## What needs to be done
When "coordinates" occurs in a line of the material, copy that line.

## Entries shown
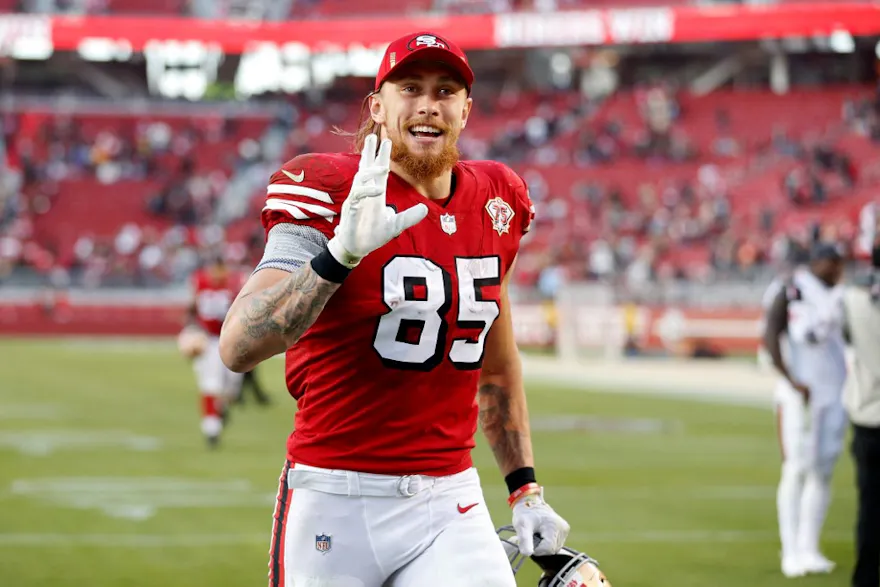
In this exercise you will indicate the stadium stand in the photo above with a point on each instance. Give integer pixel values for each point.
(649, 182)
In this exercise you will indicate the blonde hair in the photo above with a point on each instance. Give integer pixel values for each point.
(366, 126)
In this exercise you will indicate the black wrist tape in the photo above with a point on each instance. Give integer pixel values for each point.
(327, 267)
(520, 477)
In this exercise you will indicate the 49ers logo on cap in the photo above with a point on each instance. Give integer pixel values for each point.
(426, 41)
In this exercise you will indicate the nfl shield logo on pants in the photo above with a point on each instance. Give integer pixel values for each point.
(447, 223)
(323, 543)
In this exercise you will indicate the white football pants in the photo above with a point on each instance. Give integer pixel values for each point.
(344, 529)
(811, 439)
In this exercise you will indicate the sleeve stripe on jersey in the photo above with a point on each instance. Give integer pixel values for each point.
(298, 190)
(298, 209)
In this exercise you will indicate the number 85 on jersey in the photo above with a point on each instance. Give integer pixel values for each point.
(418, 294)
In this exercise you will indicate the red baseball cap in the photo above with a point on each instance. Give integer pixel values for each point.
(424, 46)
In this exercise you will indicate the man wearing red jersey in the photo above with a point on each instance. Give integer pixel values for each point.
(213, 289)
(384, 280)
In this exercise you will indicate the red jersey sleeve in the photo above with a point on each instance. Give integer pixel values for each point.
(524, 209)
(308, 190)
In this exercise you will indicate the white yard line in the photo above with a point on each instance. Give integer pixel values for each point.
(672, 537)
(728, 382)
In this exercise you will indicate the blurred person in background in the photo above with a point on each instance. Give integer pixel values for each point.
(807, 310)
(251, 381)
(214, 287)
(384, 279)
(861, 396)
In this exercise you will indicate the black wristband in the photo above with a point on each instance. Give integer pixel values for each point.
(520, 477)
(327, 267)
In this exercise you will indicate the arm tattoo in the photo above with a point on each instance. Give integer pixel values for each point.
(504, 428)
(284, 311)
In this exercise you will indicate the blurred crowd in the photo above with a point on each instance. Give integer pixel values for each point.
(587, 228)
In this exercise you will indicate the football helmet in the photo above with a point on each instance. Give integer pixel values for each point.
(567, 568)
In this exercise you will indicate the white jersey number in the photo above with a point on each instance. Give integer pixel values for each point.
(418, 294)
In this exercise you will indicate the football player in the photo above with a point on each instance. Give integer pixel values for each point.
(807, 312)
(384, 279)
(213, 289)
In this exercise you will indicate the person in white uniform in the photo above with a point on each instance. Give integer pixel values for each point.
(806, 316)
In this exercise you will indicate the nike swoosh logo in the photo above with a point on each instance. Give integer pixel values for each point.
(467, 508)
(297, 178)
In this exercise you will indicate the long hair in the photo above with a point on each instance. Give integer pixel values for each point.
(366, 126)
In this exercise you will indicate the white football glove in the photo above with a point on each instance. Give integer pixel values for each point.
(365, 223)
(532, 515)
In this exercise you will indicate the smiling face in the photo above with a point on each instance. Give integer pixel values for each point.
(422, 109)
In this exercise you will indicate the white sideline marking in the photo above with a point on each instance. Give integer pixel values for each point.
(141, 498)
(45, 442)
(30, 412)
(202, 540)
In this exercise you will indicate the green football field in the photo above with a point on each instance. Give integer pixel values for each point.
(105, 479)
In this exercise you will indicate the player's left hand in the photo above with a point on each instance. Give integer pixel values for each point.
(531, 516)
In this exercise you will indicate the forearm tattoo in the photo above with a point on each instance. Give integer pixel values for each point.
(505, 428)
(285, 310)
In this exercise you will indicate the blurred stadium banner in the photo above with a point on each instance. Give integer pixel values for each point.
(585, 328)
(105, 38)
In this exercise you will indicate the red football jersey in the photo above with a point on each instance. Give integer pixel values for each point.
(213, 298)
(386, 378)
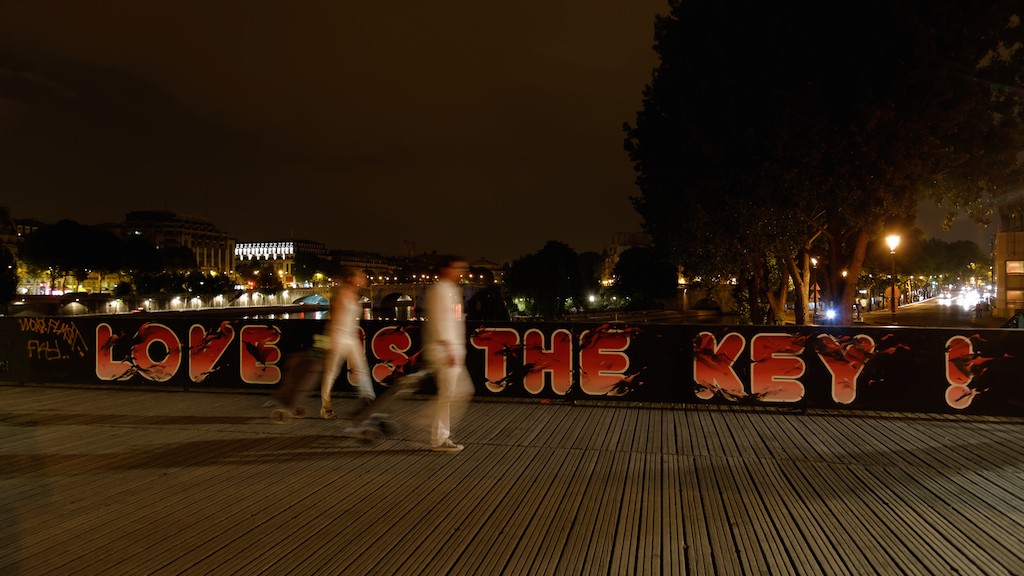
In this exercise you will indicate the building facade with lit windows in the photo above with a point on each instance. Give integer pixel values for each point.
(280, 255)
(1008, 265)
(214, 250)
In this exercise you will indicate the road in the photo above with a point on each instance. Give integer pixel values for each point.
(933, 313)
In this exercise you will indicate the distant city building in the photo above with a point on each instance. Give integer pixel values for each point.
(214, 250)
(1008, 262)
(281, 255)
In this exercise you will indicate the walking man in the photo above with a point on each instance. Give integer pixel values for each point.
(444, 352)
(346, 345)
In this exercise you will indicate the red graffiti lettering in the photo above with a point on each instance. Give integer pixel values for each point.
(205, 348)
(258, 355)
(498, 344)
(158, 354)
(845, 358)
(713, 366)
(390, 345)
(776, 367)
(602, 362)
(107, 367)
(553, 362)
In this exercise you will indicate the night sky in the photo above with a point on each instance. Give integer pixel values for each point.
(483, 129)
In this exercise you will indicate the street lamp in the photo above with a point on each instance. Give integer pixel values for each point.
(893, 242)
(814, 285)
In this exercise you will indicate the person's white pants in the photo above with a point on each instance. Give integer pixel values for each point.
(455, 387)
(358, 373)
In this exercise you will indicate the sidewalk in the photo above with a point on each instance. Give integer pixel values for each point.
(125, 482)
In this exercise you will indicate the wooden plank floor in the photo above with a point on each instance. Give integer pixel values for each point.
(134, 482)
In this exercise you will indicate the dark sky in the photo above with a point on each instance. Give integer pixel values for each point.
(478, 128)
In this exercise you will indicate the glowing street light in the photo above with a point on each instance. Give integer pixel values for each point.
(893, 242)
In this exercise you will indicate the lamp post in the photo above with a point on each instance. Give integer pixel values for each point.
(893, 242)
(814, 285)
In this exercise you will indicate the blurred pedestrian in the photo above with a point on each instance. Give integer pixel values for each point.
(345, 343)
(444, 352)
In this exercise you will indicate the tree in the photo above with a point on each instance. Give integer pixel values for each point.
(769, 135)
(547, 279)
(644, 278)
(8, 278)
(70, 249)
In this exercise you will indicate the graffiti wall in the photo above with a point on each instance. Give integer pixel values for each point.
(857, 368)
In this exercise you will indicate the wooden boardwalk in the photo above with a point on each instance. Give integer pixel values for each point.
(128, 482)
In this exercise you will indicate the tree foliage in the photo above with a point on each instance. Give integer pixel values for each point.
(8, 278)
(551, 278)
(769, 134)
(71, 249)
(644, 279)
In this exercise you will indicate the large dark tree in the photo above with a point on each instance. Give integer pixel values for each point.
(71, 249)
(550, 278)
(8, 278)
(773, 132)
(644, 279)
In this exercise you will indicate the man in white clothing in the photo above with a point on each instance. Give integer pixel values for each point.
(346, 345)
(444, 352)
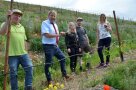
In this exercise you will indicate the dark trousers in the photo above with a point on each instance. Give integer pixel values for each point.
(104, 43)
(50, 51)
(73, 57)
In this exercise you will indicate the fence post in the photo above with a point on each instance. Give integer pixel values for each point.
(119, 41)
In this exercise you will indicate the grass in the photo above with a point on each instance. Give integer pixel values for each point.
(32, 18)
(123, 77)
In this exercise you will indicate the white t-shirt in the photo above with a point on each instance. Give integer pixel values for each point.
(103, 33)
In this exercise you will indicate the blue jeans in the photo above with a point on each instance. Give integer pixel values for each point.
(50, 51)
(104, 43)
(26, 63)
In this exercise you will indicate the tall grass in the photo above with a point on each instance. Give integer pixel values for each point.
(123, 77)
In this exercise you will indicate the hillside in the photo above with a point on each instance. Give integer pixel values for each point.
(32, 18)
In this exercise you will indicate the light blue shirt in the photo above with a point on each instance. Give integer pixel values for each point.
(47, 27)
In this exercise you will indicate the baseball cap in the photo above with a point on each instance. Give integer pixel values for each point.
(17, 11)
(79, 19)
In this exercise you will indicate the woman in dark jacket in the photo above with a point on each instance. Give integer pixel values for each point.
(73, 47)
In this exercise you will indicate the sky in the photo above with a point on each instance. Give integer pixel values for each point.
(124, 8)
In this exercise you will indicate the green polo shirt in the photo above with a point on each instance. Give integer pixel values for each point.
(17, 40)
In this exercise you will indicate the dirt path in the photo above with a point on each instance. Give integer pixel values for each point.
(84, 79)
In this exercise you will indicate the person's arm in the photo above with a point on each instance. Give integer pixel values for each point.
(4, 27)
(48, 35)
(45, 31)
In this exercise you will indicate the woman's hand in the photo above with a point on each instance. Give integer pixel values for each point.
(69, 51)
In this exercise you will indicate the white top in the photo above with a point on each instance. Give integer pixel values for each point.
(47, 27)
(103, 33)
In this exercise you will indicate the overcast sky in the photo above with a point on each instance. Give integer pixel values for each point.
(123, 8)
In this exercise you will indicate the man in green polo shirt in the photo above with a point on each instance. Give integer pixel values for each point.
(17, 50)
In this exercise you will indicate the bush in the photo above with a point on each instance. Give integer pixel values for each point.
(36, 45)
(123, 77)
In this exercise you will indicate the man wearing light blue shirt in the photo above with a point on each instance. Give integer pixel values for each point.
(50, 37)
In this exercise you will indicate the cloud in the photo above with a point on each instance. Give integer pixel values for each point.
(124, 8)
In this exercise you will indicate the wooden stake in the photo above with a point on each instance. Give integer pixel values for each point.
(119, 41)
(7, 51)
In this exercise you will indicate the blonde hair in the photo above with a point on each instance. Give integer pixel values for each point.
(73, 25)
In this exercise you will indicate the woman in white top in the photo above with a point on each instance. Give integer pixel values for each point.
(104, 39)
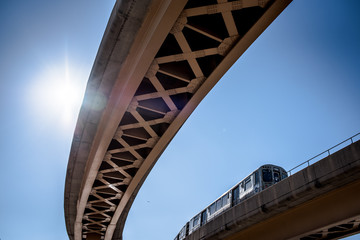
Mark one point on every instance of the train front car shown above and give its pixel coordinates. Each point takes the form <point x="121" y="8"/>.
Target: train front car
<point x="270" y="174"/>
<point x="262" y="178"/>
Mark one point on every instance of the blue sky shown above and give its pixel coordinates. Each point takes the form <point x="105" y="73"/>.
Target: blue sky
<point x="293" y="94"/>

## Answer to this problem
Mark one point on every instance of the train front car shown above and give its pixel coordinates. Each point takes the form <point x="121" y="8"/>.
Mark one point on every instance of the blue sky shown above and give its pixel coordinates. Each point takes the form <point x="105" y="73"/>.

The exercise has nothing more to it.